What you are asked to do -
Take the line that contains "blue flower in" as the first line and the final line of the records as the last; return exactly those lines and the lines between.

Point placement records:
============================================================
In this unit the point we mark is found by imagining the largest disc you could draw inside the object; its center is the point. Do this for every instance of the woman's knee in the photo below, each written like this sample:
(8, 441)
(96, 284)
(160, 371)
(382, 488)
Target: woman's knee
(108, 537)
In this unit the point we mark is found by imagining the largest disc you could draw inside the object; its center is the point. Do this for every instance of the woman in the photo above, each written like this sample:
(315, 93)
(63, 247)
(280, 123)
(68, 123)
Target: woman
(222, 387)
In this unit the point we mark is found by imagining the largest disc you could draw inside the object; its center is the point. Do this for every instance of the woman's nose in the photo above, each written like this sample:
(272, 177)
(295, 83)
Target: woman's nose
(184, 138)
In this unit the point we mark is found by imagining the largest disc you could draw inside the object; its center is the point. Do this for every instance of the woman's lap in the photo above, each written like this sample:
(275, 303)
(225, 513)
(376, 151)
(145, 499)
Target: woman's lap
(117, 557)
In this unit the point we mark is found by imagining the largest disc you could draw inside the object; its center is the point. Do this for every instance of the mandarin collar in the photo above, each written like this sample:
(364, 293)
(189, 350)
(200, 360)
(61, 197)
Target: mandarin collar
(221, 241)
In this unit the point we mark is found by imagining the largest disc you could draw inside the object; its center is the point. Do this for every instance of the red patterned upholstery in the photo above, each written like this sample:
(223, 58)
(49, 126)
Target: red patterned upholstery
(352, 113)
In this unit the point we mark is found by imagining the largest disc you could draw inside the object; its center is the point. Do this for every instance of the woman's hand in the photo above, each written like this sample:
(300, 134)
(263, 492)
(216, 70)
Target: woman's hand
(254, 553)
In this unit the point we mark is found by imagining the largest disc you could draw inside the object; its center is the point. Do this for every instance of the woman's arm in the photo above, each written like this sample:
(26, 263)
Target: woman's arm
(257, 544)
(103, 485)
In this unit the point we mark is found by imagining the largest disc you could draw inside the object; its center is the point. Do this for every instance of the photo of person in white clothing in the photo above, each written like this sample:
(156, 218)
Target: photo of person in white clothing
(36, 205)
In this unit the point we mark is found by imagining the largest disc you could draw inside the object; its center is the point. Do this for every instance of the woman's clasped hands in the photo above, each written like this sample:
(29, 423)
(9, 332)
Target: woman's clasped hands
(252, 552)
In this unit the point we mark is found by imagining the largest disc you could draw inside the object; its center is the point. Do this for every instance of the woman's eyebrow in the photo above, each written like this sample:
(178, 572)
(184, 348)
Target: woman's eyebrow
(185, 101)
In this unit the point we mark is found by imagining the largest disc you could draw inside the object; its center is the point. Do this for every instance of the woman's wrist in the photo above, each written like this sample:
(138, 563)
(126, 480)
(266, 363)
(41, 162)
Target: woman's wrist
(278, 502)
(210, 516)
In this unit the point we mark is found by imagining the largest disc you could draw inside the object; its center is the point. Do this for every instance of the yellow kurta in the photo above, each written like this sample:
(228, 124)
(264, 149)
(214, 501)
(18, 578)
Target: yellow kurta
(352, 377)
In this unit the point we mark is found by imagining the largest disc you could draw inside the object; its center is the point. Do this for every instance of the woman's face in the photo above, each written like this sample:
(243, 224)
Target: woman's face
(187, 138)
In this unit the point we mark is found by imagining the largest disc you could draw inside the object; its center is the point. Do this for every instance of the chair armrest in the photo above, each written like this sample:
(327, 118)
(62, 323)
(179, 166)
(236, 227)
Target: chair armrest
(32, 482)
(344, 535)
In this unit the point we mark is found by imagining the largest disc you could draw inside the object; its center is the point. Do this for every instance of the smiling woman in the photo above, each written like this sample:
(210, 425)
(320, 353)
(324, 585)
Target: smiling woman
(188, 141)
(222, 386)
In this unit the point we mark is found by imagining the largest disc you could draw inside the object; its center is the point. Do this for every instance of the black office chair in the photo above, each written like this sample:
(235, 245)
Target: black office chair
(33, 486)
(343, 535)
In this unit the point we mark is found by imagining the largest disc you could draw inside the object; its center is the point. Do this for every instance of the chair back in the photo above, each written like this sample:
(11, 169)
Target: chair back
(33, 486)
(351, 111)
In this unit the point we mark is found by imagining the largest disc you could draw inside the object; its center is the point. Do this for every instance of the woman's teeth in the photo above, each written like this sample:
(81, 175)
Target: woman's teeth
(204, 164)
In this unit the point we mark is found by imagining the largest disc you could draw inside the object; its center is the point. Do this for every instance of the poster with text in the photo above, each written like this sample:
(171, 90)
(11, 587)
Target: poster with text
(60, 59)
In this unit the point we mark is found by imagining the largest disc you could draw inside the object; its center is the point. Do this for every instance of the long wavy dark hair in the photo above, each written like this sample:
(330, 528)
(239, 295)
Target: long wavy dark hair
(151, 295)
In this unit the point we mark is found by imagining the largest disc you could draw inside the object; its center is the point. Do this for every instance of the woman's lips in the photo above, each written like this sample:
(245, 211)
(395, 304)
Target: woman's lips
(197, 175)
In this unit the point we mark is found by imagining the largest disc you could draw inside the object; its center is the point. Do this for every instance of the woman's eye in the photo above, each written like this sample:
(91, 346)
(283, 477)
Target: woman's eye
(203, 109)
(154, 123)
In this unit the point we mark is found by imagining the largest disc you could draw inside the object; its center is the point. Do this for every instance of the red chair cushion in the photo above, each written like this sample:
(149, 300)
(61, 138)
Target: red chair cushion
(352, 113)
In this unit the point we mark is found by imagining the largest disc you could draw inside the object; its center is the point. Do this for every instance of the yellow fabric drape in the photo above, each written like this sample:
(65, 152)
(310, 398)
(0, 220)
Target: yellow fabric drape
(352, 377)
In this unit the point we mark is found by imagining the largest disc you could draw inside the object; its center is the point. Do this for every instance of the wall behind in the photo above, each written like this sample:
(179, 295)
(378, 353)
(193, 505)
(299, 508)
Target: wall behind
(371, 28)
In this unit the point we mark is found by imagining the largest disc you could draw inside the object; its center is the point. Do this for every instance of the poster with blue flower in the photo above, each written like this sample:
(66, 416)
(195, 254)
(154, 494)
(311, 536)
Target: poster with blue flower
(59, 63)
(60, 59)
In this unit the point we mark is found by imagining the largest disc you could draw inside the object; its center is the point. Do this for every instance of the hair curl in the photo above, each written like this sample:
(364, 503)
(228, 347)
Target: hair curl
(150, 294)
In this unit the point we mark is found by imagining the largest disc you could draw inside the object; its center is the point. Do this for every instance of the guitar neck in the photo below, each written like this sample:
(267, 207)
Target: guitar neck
============================================================
Result of this task -
In this unit the point we mark is found by imagining the largest disc you could draw inside the object; its center is the point. Do this for every instance of the poster with blue flower in the photo above, each written like this sample:
(66, 416)
(195, 254)
(154, 494)
(311, 536)
Target: poster with blue flower
(59, 63)
(60, 59)
In this unit the point we mark is found by imagining the largest disc you could draw inside the object; its center is the point. Do this for every instance of the hair curl in the photo above, each written like this sample:
(364, 503)
(228, 347)
Target: hair curl
(150, 294)
In this unit the point we mark is found by imagining the largest disc you could draw inside the object; its center is the point. Do this for every instance of the guitar neck in the photo below, each written like this sample:
(267, 207)
Target: guitar neck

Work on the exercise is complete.